WORK ORDER: Please write out the eating-local interview word for word from "GPN: What we're" to "or organic there.".

PASSAGE:

How Has Eating Local Affected You Personally?



AC: You've been doing this your whole life. How have you felt a change knowing where your food has come from, knowing that it's come closer to where you live?

GPN: [Video] First of all, I feel this incredible rapport with the people who grow the food I eat that I don't grow. So that the neighbors who I buy beef from (I raise lamb and periodically turkeys) are now friends and we swap foods, we have an exchange network and I know the struggles they're going through.The food has a human face, and I know the place that it's from.

Second of all, I feel that I'm made from the very molecules of the place I live in, from the soil I live in, because so much of my food is from my place. So, I don't feel displaced anymore. I feel connected to the community and the land in a way that I carry with me spiritually, emotionally, and viscerally. I think that grounds my life and makes me feel less lost in a rapidly changing world.

Heirloom vs. Conventional vs. Organic vs. Local?



AC: We had a listener write in with a question. Compare a conventional tomato that's locally grown with an heirloom tomato that had to be flown in…What kind of trade-offs should we accept in this interim period as we're advocating for more locally grown heirloom/organic produce?

GPN: What we're talking about here is that we tend to have a human propensity for pitting one kind of label of something we value against another and seeing them as either/or choices.

For instance, most of the local produce in the farmers market I helped jump-start up near the Grand Canyon in northern Arizona, was not certified organic but was local of course. None of it could be officially labeled organic, but when we talked to the farmers, regardless of them having that official legal label, almost all of them were using organic practices. So, it's a false choice to think it's either local or organic there.

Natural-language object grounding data

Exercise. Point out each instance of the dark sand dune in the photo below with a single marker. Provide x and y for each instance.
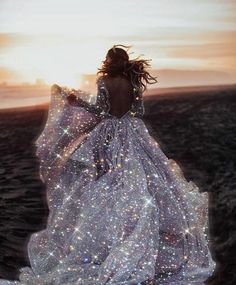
(197, 130)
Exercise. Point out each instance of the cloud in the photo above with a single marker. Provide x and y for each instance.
(7, 74)
(8, 40)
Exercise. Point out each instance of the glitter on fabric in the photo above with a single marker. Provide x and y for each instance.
(121, 212)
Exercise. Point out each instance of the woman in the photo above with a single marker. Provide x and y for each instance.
(121, 212)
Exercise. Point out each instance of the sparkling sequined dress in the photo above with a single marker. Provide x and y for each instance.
(121, 212)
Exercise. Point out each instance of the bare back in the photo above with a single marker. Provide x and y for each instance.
(120, 95)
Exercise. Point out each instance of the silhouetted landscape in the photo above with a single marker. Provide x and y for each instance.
(195, 128)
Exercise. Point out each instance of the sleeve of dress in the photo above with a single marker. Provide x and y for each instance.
(138, 105)
(65, 129)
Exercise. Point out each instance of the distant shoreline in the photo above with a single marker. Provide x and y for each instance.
(150, 94)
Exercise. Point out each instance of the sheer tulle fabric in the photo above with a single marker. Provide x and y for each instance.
(121, 212)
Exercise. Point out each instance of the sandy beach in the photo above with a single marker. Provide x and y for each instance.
(197, 129)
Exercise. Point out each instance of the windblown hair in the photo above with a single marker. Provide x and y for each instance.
(120, 64)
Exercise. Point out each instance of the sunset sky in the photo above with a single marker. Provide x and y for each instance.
(57, 40)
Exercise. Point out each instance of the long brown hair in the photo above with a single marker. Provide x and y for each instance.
(120, 64)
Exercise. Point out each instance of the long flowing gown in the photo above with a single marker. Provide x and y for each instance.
(120, 211)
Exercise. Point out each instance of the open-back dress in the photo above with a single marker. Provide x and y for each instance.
(120, 211)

ANSWER BOX:
GPN: What we're talking about here is that we tend to have a human propensity for pitting one kind of label of something we value against another and seeing them as either/or choices.

For instance, most of the local produce in the farmers market I helped jump-start up near the Grand Canyon in northern Arizona, was not certified organic but was local of course. None of it could be officially labeled organic, but when we talked to the farmers, regardless of them having that official legal label, almost all of them were using organic practices. So, it's a false choice to think it's either local or organic there.